• PETUNJUK: Salin kembali bagian teks tentang gender, mulai dari "Rupanya, tanpa disadari" dan berakhir pada "dominasi oleh laki-laki.", lalu ganti "Nias" dengan "Pulau Nias".

• DOKUMEN:

Gender = Perempuan : Laki-laki !!!

Berbicara soal gender maka kita akan membahas tentang laki-laki dan perempuan. Apa itu Gender? Mengapa gender dibicarakan? Dan Apa maksudnya ketidakadilan gender?
Pengertian Gender
Bila mendengar kata gender di daerah Nias, khususnya di desa- desa yang agak jauh dari kota, mungkin agak asing didengar. Tetapi bagi kalangan masyarakat yang sudah memiliki pengetahuan luas, hal ini sudah biasa. Yang dimaksud dengan Gender adalah perbedaan antara laki-laki dan perempuan dalam peran, fungsi,hak, tanggungjawab dan perilaku yang dibentuk oleh tata nilai sosial, budaya dan adat istiadat dari kelompok masyarakat yang dapat berubah menurut waktu serta kondisi setempat. Maka kesetaraan dan keadilan adalah proses untuk menjadi adil terhadap laki-laki dan Perempuan.
Rupanya, tanpa disadari di daerah dan di lingkungan kita saat ini, telah terjadi ketidak setaraan dan ketidak-adilan gender. Mengapa? Bila kita bertolak dari pengertian gender di atas maka dari segi tata nilai sosial budaya dan adat istiadat di Nias sudah jelas bahwa semua peran, fungsi, hak dan tanggungjawab lebih di dominasi oleh laki-laki.

• BARIS YANG DITAMPILKAN:
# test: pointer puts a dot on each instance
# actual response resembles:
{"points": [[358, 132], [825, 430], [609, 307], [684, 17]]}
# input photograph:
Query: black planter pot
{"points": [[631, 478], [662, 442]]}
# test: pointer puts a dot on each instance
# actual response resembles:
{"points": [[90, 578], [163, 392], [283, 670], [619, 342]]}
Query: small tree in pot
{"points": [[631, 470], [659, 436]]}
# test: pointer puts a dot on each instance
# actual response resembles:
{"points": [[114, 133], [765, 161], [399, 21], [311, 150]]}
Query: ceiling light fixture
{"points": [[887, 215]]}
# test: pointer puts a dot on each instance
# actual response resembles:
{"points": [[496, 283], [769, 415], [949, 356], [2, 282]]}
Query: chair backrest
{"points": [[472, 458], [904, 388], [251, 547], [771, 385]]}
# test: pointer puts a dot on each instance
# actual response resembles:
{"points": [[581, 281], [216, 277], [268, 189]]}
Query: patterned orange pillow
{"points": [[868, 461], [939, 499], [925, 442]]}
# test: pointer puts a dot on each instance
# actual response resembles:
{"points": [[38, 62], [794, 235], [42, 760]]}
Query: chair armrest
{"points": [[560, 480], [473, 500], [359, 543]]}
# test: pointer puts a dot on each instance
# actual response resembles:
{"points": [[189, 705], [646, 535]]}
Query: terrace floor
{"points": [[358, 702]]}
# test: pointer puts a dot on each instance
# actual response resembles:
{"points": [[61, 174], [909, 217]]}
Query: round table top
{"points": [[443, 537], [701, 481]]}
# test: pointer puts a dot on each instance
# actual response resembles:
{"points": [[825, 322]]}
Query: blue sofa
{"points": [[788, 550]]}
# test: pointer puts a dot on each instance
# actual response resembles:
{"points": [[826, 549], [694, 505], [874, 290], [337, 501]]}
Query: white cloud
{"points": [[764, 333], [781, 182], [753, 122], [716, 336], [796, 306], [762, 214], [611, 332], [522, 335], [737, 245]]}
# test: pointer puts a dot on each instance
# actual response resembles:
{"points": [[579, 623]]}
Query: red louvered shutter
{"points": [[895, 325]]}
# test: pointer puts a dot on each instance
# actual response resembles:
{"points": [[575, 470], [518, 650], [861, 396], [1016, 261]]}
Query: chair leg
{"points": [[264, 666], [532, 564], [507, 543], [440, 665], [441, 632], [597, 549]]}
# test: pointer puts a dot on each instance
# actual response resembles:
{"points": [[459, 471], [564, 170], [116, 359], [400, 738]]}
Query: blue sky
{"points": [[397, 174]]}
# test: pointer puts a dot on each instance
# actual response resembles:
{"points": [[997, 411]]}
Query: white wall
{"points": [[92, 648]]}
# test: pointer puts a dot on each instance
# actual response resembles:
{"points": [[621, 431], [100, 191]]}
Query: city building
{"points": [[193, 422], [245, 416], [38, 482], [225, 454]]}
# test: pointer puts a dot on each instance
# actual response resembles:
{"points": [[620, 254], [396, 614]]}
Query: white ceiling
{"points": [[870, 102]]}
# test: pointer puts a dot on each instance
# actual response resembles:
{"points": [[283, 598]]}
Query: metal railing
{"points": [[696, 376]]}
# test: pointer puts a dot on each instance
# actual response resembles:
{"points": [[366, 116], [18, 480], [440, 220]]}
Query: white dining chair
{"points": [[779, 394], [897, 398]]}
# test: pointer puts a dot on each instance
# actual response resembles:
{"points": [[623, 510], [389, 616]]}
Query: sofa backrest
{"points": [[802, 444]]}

• HASIL TUGAS:
Rupanya, tanpa disadari di daerah dan di lingkungan kita saat ini, telah terjadi ketidak setaraan dan ketidak-adilan gender. Mengapa? Bila kita bertolak dari pengertian gender di atas maka dari segi tata nilai sosial budaya dan adat istiadat di Pulau Nias sudah jelas bahwa semua peran, fungsi, hak dan tanggungjawab lebih di dominasi oleh laki-laki.